Object position labeling records:
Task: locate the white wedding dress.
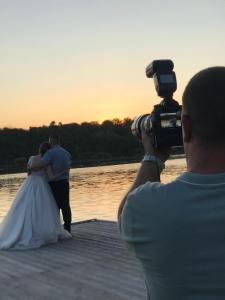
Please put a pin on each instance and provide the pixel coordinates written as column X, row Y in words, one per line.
column 33, row 219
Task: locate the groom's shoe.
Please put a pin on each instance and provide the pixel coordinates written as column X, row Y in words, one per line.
column 67, row 227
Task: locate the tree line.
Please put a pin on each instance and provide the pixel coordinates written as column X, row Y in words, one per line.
column 90, row 143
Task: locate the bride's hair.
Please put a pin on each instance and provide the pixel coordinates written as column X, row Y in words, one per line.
column 44, row 147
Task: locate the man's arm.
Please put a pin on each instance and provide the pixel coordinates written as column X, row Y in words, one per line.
column 149, row 170
column 42, row 162
column 37, row 165
column 53, row 176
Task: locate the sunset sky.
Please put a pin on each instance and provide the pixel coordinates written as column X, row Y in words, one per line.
column 84, row 60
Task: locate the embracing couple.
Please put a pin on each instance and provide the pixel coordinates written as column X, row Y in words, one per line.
column 34, row 217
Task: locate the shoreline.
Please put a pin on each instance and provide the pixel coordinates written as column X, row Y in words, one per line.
column 91, row 163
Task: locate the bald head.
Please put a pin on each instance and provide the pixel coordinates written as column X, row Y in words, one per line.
column 204, row 103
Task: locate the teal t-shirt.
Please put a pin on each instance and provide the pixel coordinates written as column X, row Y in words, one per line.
column 177, row 230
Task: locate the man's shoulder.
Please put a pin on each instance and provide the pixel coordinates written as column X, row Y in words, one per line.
column 152, row 194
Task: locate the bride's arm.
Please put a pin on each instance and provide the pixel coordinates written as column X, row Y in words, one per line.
column 32, row 160
column 53, row 176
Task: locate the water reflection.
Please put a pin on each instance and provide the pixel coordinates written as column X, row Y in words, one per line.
column 95, row 192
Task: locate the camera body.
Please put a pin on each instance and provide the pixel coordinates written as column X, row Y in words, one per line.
column 164, row 122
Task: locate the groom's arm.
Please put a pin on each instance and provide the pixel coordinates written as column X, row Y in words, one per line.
column 43, row 162
column 37, row 165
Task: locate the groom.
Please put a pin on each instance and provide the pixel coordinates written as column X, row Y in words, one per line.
column 59, row 159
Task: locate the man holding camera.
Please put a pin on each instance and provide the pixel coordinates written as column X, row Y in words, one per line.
column 177, row 230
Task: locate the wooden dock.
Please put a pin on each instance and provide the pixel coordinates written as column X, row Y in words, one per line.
column 94, row 265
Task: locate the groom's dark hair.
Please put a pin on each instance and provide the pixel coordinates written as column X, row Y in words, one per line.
column 55, row 138
column 44, row 147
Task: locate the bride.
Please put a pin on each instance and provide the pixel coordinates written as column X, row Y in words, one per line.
column 33, row 219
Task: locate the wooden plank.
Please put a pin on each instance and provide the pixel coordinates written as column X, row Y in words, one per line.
column 95, row 264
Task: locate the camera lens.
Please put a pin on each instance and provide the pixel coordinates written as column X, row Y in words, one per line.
column 139, row 123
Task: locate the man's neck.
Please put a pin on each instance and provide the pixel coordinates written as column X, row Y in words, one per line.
column 205, row 159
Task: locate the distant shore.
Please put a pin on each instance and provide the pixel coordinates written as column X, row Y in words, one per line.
column 85, row 163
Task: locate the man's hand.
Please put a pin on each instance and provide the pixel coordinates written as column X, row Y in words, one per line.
column 148, row 144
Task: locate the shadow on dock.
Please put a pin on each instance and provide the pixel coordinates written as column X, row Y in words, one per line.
column 94, row 265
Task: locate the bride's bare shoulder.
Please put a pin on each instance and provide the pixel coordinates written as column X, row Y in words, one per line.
column 34, row 158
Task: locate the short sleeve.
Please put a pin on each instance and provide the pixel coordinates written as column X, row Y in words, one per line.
column 135, row 220
column 47, row 158
column 29, row 164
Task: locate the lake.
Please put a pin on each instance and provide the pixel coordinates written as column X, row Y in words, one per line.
column 95, row 192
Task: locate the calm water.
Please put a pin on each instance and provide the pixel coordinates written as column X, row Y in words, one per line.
column 95, row 192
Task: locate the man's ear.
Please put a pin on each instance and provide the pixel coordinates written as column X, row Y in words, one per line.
column 186, row 128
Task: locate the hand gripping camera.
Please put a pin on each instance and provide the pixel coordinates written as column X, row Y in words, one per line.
column 164, row 122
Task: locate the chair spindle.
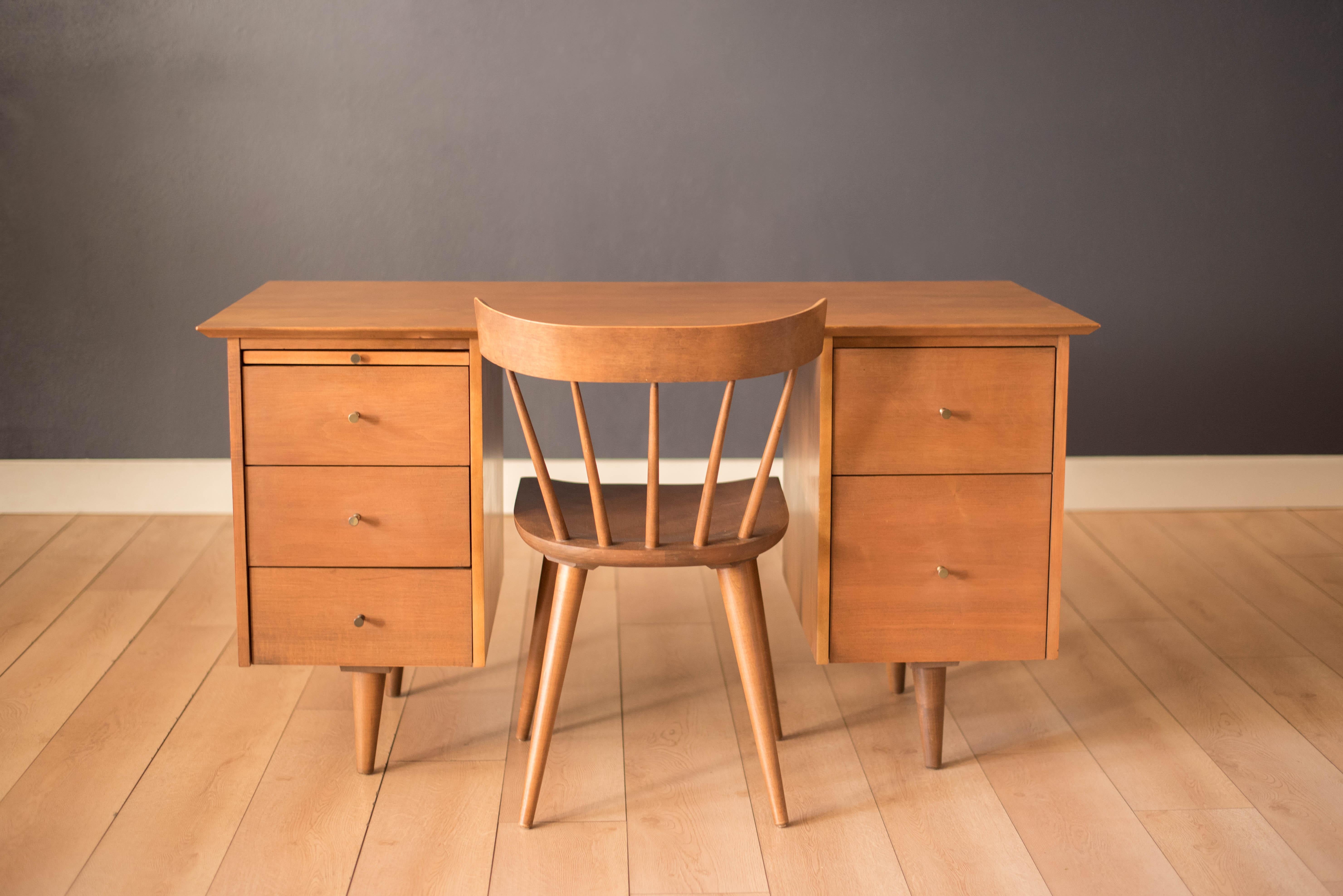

# Job
Copy the records above word for word, omitting the pictures from your copy.

# The result
Task: locate the white wedding dress.
Please put a pin on each instance and provide the pixel coordinates written as column X, row Y in words, one per line.
column 33, row 219
Task: locate the groom's shoe.
Please put a pin on each instance and provide the pixel coordinates written as column X, row Y in words, one per line.
column 67, row 227
Task: locate the tree line.
Please put a pin on each instance and provide the pixel coordinates written as column X, row Y in words, one per line.
column 90, row 143
Task: locate the bride's hair.
Please put a pin on each instance and provide the pixel coordinates written as column X, row Y in words, one per line.
column 44, row 147
Task: locate the man's arm.
Please put a pin on each instance and provide the pixel coordinates written as column X, row Y in words, one per line.
column 149, row 170
column 42, row 162
column 37, row 165
column 53, row 176
Task: locate the sunset sky.
Please put a pin on each instance and provide the pixel coordinates written as column X, row Y in words, one per line.
column 84, row 60
Task: locate the embracing couple.
Please put a pin on each instance and provide the pixel coordinates written as column X, row Y in words, one per line.
column 34, row 217
Task: locate the shoreline.
Please put a pin on each instance and provide the pixel coordinates written as column X, row Y in words, one per line.
column 91, row 163
Task: locate the bald head.
Please put a pin on each instance and provide the pixel coordinates written as column X, row Y in words, one per line.
column 204, row 103
Task: locate the teal t-shirt.
Please put a pin on each instance and provide the pixel coordinates written as column X, row Y in words, one per line.
column 177, row 230
Task: locate the man's shoulder.
Please put a pin on each instance and provide the pixel coordinates written as column X, row Y in words, one per line.
column 152, row 194
Task: locate the bride's arm.
Please put a pin on each instance and provide the pixel coordinates written as column X, row Y in words, one per line.
column 32, row 160
column 53, row 176
Task: locate the water reflection.
Please put a pin on each instance and provide the pixel coordinates written as column X, row Y in words, one per line.
column 95, row 192
Task: locate the camera body.
Please put a pin on each instance and provide the pixel coordinates written as column X, row Y in words, one per line.
column 164, row 122
Task: locate the groom's arm.
Please put a pin on each instance and provide the pixel coordinates written as column X, row Y in words, one per line.
column 43, row 162
column 37, row 165
Task: locate the groom.
Please put a pin on each instance and provide the pixel coordinates written as column X, row Y in words, one per line.
column 59, row 159
Task: locate the man holding camera.
Please put a pin on each instance and provide the pixel coordinates written as column X, row Y in words, one per line.
column 177, row 230
Task: locate the wooden dock.
Please put a pin on each instance and provide the pixel coordinates written as column X, row Y in words, one per line.
column 94, row 265
Task: locate the groom's dark hair.
Please put a pin on each instance and provide the pixel coordinates written as column X, row Y in words, one per line.
column 55, row 138
column 44, row 147
Task: locate the bride.
Please put a pin on each instance and provide the pixel coordinates written as column X, row Y in words, one per line.
column 33, row 219
Task: locate the wooden plank.
Please put a pin on each instance and provide the pixel coordinates written as column X, row Y in words, one per line.
column 95, row 264
Task: locate the camera lens.
Please put a pin on each instance and provide the pixel coordinates written as column X, row Y in words, one per line.
column 139, row 123
Task: locate the man's neck.
Please put a pin on each instance and provide the pixel coordinates written as column X, row Y in words, one per line.
column 205, row 159
Task: locate the distant shore.
Please put a pin on each instance and provide the pixel coordinates written as column X, row Y in words, one per line.
column 85, row 163
Task: locate the man's hand.
Please put a pin on each instance and provide the pixel coordinates written as column X, row Y in words, one per line.
column 148, row 144
Task: locate the shadow on dock.
Please put a pin on each instance and provide the pixel coordinates written as column X, row Y in words, one per line.
column 94, row 265
Task: locate the bride's bare shoulder.
Please put a pin on each instance and provide the pixel coordinates written as column X, row Y in words, one per line.
column 34, row 158
Task: locate the short sleeve.
Please put a pin on each instance and provide the pixel coordinates written as column X, row Y in words, one per line.
column 135, row 220
column 47, row 158
column 29, row 164
Task: locate the lake.
Please put a pin on each instance and provide the pixel coordinates written as column X, row Y in words, one per line.
column 95, row 192
Task: locate the calm water.
Please put a pin on each instance and provide the pixel coordinates written as column X, row Y in words, one per line.
column 95, row 192
Task: locate the man's ear.
Please put a pin on each instance and provide the pixel coordinates written as column X, row Y in words, one per line.
column 186, row 128
Task: locate the hand gripping camera.
Please put a pin on each instance and provide the pixel coordinates written as column X, row Y in words, one per line.
column 164, row 122
Task: locate the chair spindle.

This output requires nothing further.